■ **Exercise brief**
Copy every entry word for word. Skip the pictures.

----- Supplied data -----

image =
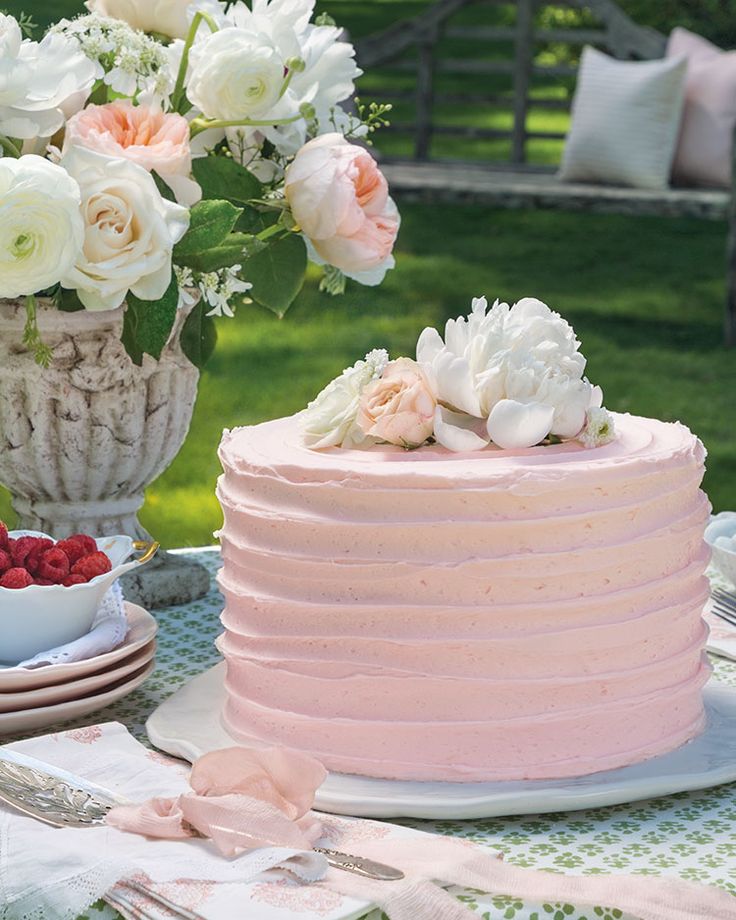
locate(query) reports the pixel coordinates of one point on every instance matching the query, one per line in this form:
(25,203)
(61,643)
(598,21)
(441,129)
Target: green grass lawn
(645,296)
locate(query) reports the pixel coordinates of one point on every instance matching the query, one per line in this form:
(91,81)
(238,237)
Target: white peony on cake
(465,614)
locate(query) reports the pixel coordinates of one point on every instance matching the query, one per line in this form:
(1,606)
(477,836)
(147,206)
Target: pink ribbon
(241,800)
(245,799)
(448,860)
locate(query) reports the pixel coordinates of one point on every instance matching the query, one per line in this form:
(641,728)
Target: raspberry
(53,565)
(92,565)
(89,543)
(21,549)
(74,548)
(16,578)
(33,558)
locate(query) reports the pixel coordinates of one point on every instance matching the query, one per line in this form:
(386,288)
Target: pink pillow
(703,155)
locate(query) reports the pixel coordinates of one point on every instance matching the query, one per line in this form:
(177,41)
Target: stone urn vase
(81,439)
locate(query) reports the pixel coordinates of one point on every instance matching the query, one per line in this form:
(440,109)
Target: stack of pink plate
(38,697)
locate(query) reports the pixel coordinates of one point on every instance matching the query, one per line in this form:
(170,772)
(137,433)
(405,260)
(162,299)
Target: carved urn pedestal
(81,439)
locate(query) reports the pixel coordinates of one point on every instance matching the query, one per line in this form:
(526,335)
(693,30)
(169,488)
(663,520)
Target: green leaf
(211,222)
(238,248)
(222,177)
(277,273)
(68,301)
(163,188)
(199,336)
(253,221)
(147,324)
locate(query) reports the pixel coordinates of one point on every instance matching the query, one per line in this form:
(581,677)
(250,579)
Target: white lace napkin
(56,873)
(108,631)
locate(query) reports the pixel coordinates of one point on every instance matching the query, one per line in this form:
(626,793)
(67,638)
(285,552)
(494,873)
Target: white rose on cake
(41,227)
(130,231)
(511,375)
(330,420)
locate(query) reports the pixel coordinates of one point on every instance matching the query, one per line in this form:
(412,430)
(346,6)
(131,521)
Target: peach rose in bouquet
(144,134)
(339,198)
(399,406)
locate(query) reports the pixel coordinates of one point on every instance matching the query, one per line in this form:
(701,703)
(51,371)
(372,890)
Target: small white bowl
(42,617)
(724,560)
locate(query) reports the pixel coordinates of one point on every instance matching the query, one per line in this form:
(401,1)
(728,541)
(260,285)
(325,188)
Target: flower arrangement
(161,153)
(511,376)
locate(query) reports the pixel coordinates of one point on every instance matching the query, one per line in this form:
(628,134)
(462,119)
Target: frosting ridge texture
(494,615)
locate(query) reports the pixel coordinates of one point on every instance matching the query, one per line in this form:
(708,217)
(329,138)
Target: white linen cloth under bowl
(109,628)
(720,535)
(38,618)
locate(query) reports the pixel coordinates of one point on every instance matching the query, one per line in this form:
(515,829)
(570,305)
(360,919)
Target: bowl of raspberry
(51,590)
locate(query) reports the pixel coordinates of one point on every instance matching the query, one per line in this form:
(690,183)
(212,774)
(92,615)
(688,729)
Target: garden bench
(415,47)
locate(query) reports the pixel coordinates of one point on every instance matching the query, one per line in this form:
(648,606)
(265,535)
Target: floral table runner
(692,835)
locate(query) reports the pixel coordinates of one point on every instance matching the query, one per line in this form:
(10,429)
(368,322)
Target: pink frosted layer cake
(492,615)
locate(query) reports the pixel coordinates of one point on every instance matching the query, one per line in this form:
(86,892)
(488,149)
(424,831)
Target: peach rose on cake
(398,407)
(339,198)
(142,134)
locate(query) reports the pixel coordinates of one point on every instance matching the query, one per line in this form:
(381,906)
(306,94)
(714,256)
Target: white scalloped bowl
(724,560)
(41,617)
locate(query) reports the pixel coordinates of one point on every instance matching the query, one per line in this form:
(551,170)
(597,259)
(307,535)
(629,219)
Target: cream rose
(169,17)
(142,134)
(41,83)
(339,198)
(399,406)
(41,228)
(130,231)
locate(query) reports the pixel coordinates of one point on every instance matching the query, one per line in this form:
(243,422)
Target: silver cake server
(61,799)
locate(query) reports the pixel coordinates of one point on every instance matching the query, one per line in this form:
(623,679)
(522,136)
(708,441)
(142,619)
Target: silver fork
(724,605)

-----

■ **Answer to the exercise**
image =
locate(query) reports the pixel coordinates of one point on every instance matching the query, one per line in this form:
(25,203)
(61,643)
(598,21)
(441,129)
Target: green grass lawn
(645,296)
locate(query) reports the pixel coordinates of one point on every instance matching the query, one per line in this form:
(91,81)
(238,237)
Target: white peony on cake
(465,614)
locate(query) reports the pixel coordinates of one point on every instance matching the query, one per line in this form:
(1,606)
(477,836)
(147,206)
Target: pink ribbon
(241,800)
(245,799)
(448,860)
locate(query) reports the pixel coordinates of one point on every instance matching the query, one per line in this form:
(641,728)
Target: raspberry
(53,565)
(92,565)
(89,543)
(21,549)
(74,548)
(16,578)
(33,558)
locate(query) reports the pixel coordinates of one point on every instance matching the query, one per line in this form:
(386,288)
Target: pink pillow
(703,155)
locate(query) reports the pixel coordinates of one point on every instance matching the query, one per line in this form:
(177,41)
Target: stone urn vase
(81,439)
locate(query) reports the pixel coordinates of one point on every instance matching the query, one per line in this form:
(440,109)
Target: stack of pink plate
(38,697)
locate(query) reports the pixel coordinates of one point on every instance matching the query, one per line in this form:
(170,772)
(137,433)
(405,260)
(162,299)
Target: carved urn pedestal
(81,439)
locate(query) reports the pixel coordinates of one point on every instance matching the query, one per line in this form:
(526,335)
(693,30)
(169,488)
(663,520)
Target: green leaf
(211,222)
(238,248)
(222,177)
(277,273)
(68,301)
(163,188)
(199,336)
(253,221)
(147,324)
locate(query) reports the pixel coordinates of one point on every instance matching the query, one per line in this form:
(581,677)
(250,579)
Target: white lace napkin
(56,873)
(108,631)
locate(query) reports the pixel coordinates of one point on every instance matching the query, one per line in this form:
(626,793)
(67,638)
(285,552)
(494,873)
Target: white rose on cake
(41,227)
(130,231)
(511,375)
(330,420)
locate(query) reports the pixel coordinates of one point on every instance matching the query, one per line in this form:
(412,430)
(346,6)
(131,521)
Target: peach rose in bouquet
(144,134)
(339,198)
(399,406)
locate(query) reports the pixel coordinates of one point on every instance matching the query, one per line in this form:
(701,703)
(51,371)
(372,890)
Target: small white bowl
(42,617)
(724,560)
locate(query) reports the pixel coordinates of one point on every instance matching the query, one per line in this form:
(401,1)
(728,541)
(260,285)
(325,188)
Target: flower arrangement
(161,153)
(511,376)
locate(query) reports the pixel coordinates of one point on every instance matching the query, one per line in this form:
(628,134)
(462,119)
Target: frosting ridge texture
(494,615)
locate(query) reports the pixel coordinates of one point on every instance matching the query, one per line in this form:
(708,217)
(329,138)
Target: white linen cloth under bowl
(109,628)
(720,535)
(38,618)
locate(query) reports the pixel coordinates of one point on every instance matching the query, one per line in this form:
(515,829)
(570,305)
(360,919)
Target: bowl of raspberry
(51,590)
locate(query) reports the pixel coordinates of one point on every instance matching the query, one per line in this form:
(690,183)
(212,774)
(92,615)
(688,729)
Target: garden bench
(415,47)
locate(query) reports the pixel coordinates of one point on every instance matching the query, one per line in this form:
(648,606)
(265,535)
Target: floral table runner
(692,835)
locate(query) reports the pixel coordinates of one point on every instance matching the query, one per line in this form:
(10,429)
(368,322)
Target: pink frosted layer cake
(492,615)
locate(query) reports the pixel coordinates of one point on every instance matching the query, one per line in this form:
(86,892)
(488,149)
(424,831)
Target: peach rose on cake
(398,407)
(339,198)
(142,134)
locate(query) reports the pixel coordinates of one point on every instance matching the query, one per line in this form:
(381,906)
(306,94)
(714,256)
Target: white scalloped bowl
(724,560)
(41,617)
locate(query) reports the pixel coordinates of one point on every instance matching the query, one per line in this form:
(551,170)
(597,259)
(307,535)
(629,219)
Target: cream rose
(169,17)
(142,134)
(41,83)
(339,198)
(399,406)
(41,228)
(130,231)
locate(query) reports the pixel coordinates of one point on every instance matching the query, one per line in this form:
(243,422)
Target: silver cake server
(61,799)
locate(query) reports the pixel coordinates of one point on every instance matching the query, one per line in this form:
(623,679)
(522,136)
(708,441)
(142,619)
Target: silver fork
(724,605)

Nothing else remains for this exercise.